§ Source document:
Sometimes You Just Have to Scream

Let me tell you about my day.

I wake up at 5:30 am. Open up the office, answer a few emails and then meet the car and driver I hired for the day to take me to the bank in Shenzhen, which is an hour away.   I don’t drive in China.  I don’t have the patiences for it.
I typically enjoy a long car ride because my usual commute is five minutes in a golf cart.  I use this time to catch up on my blog reading (convenience of the iPad).
I arrived at the bank early, grab some coffee at a nearby Starbucks and enjoy some  free wi fi for 45 minutes until my appointment at 9:00am. Productive morning.
 And, that is where my productive day ended.
Now, I am not one of those people who walk into a situation blind, if I can help it.  I do my research. I prep. I call ahead and ask questions.  What I am trying to do at the bank isn’t simple and I understand that.  But, I trust that the people who the bank hires to organize the debit and credit of billions of dollars  would know more about this stuff then I do.

§ Problem 1:
Decide whether each statement agrees with the blog post about a day at the bank, answering yes or no and quoting the deciding words: (a) The writer drives to the bank in Shenzhen. (b) The writer's usual commute is five minutes in a golf cart. (c) The bank appointment was at 9:00 am.
The records are unrelated to the blog post.

§ Given information:
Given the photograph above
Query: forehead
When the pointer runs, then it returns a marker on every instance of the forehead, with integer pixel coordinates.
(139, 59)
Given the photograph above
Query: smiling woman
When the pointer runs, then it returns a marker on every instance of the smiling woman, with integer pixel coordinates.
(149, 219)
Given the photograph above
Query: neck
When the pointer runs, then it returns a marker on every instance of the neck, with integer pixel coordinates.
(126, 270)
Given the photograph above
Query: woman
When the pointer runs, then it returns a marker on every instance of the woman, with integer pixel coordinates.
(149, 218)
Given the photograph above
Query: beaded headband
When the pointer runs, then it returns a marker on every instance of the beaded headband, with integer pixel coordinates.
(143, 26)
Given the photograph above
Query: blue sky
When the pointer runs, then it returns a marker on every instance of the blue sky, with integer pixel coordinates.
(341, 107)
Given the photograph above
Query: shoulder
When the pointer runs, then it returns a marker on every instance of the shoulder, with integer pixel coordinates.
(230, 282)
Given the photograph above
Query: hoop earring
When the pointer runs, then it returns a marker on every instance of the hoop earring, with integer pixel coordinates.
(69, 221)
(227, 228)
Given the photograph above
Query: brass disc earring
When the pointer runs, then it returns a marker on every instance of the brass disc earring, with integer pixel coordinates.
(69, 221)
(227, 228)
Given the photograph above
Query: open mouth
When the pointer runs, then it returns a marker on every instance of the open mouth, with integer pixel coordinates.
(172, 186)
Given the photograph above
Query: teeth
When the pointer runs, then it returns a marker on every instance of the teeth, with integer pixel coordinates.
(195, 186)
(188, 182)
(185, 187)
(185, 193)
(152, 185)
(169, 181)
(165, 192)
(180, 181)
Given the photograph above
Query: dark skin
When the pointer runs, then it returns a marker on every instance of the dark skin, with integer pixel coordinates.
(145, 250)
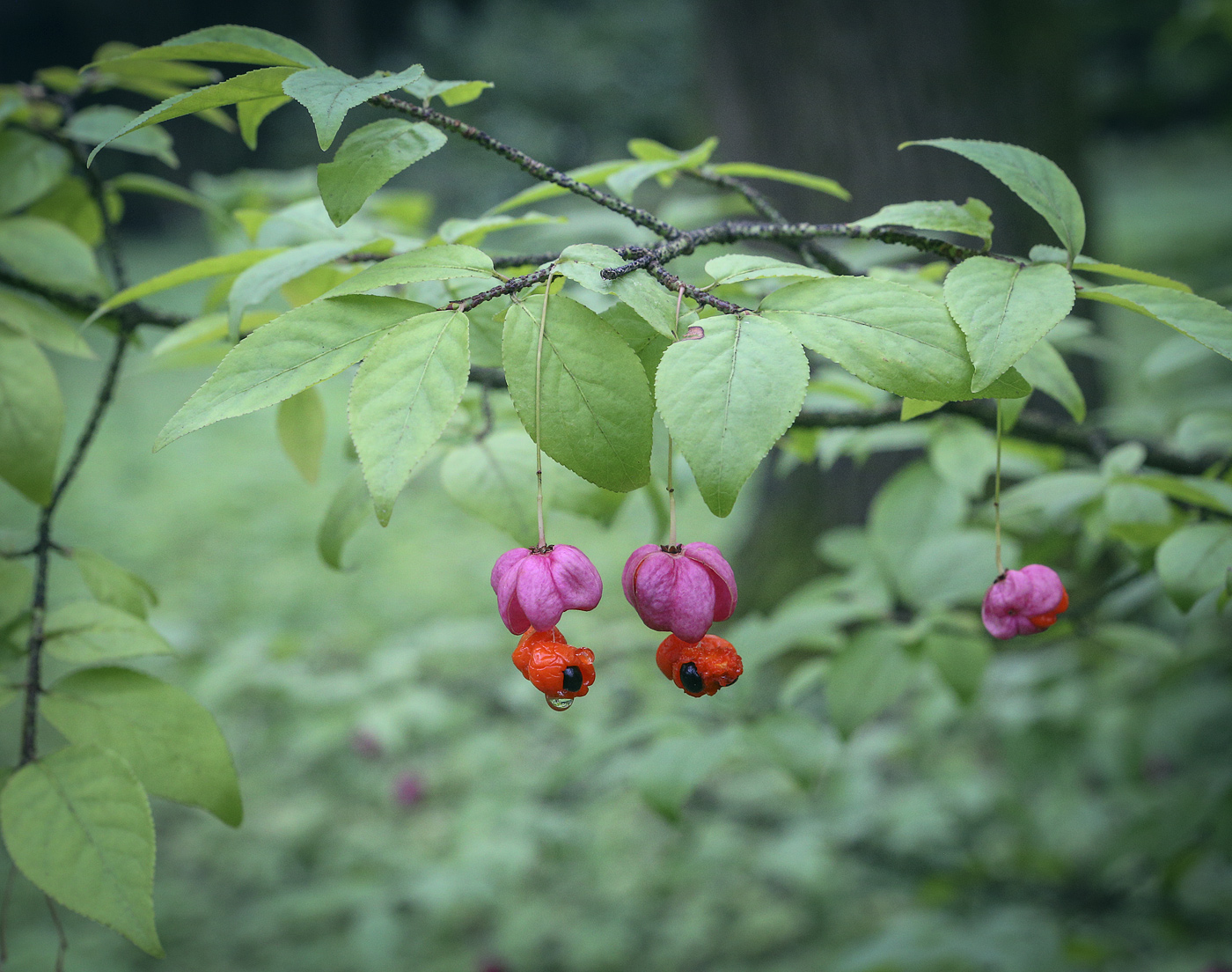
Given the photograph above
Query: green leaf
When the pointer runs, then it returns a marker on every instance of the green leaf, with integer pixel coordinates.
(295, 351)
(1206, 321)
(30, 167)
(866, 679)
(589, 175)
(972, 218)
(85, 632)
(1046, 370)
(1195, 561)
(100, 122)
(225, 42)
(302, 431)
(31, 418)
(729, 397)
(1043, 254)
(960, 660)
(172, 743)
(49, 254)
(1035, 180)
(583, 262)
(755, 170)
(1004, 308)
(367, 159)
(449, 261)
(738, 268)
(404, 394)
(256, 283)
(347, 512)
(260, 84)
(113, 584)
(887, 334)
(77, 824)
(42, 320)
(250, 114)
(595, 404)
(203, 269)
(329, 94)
...
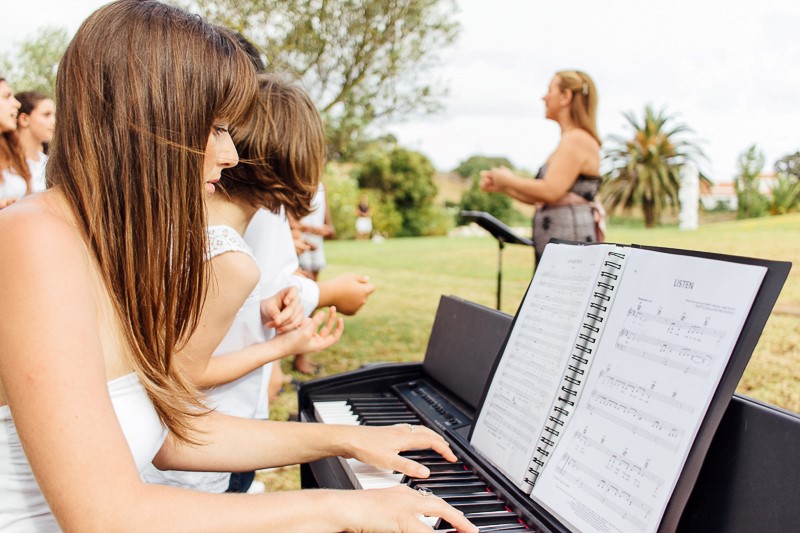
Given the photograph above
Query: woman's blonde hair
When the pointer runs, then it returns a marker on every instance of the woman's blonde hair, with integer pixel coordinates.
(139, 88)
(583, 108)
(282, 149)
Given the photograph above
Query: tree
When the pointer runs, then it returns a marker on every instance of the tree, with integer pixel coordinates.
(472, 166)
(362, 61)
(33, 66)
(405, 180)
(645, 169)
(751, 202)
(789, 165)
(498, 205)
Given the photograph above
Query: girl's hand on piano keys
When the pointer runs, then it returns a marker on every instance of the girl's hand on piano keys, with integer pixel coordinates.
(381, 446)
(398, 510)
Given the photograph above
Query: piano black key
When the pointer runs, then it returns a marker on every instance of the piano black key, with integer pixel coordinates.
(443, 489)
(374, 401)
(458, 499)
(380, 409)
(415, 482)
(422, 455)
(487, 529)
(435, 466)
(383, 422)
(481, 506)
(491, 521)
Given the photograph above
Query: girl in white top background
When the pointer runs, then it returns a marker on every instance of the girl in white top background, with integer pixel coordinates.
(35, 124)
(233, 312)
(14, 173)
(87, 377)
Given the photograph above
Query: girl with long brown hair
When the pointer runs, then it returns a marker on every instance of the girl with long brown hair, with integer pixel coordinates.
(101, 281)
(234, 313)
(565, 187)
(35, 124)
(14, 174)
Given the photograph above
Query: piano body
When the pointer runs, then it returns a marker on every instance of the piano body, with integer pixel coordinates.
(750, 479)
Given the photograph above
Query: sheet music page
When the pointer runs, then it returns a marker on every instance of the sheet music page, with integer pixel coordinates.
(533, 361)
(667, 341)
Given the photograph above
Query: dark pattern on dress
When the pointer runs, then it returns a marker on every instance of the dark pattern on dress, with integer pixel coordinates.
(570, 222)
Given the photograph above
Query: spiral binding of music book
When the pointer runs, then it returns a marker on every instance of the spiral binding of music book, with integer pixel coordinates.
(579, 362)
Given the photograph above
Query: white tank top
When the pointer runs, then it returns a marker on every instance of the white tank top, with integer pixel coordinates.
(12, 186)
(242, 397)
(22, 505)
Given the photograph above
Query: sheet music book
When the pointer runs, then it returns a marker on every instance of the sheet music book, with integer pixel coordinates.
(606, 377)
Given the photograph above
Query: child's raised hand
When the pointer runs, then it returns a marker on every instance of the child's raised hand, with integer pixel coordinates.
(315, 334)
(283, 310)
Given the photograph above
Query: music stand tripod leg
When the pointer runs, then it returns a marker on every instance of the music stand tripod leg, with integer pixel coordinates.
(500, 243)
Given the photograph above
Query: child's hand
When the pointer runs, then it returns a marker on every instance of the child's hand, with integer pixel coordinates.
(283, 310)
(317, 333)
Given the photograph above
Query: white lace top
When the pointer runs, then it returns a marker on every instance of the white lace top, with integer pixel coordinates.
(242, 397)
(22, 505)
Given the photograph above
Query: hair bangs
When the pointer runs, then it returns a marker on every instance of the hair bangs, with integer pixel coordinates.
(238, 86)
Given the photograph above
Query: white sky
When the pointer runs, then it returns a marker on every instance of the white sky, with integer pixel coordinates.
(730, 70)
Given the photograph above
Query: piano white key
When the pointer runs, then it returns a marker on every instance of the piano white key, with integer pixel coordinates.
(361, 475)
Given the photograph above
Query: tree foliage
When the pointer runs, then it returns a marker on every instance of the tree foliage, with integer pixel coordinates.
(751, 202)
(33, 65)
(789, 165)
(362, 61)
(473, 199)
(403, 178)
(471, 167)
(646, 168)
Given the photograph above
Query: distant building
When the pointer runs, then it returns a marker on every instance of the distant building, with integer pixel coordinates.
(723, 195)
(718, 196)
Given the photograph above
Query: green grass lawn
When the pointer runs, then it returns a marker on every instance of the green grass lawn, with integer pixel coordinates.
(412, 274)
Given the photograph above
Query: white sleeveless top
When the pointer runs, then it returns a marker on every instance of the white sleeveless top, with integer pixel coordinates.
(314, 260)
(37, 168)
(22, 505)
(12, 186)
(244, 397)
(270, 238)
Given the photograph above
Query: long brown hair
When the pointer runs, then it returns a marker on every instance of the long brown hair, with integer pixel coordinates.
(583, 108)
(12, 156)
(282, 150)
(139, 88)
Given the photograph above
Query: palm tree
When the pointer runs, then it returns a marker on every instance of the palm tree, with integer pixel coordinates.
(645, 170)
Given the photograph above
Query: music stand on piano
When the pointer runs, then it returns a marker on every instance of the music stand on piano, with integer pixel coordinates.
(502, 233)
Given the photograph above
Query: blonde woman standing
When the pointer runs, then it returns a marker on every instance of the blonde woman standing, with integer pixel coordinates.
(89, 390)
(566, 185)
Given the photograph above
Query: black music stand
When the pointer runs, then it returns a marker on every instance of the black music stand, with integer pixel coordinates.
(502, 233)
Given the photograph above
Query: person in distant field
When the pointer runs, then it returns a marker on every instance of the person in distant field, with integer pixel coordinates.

§ Problem 2:
Gather every line of the records that contains the string "hoop".

§ Task solution 1:
(a) No: "I don’t drive in China."
(b) Yes: "my usual commute is five minutes in a golf cart"
(c) Yes: "until my appointment at 9:00am"

§ Task solution 2:
Query: hoop earring
When the pointer runs, then it returns a marker on every instance of the hoop earring, with integer pixel coordinates.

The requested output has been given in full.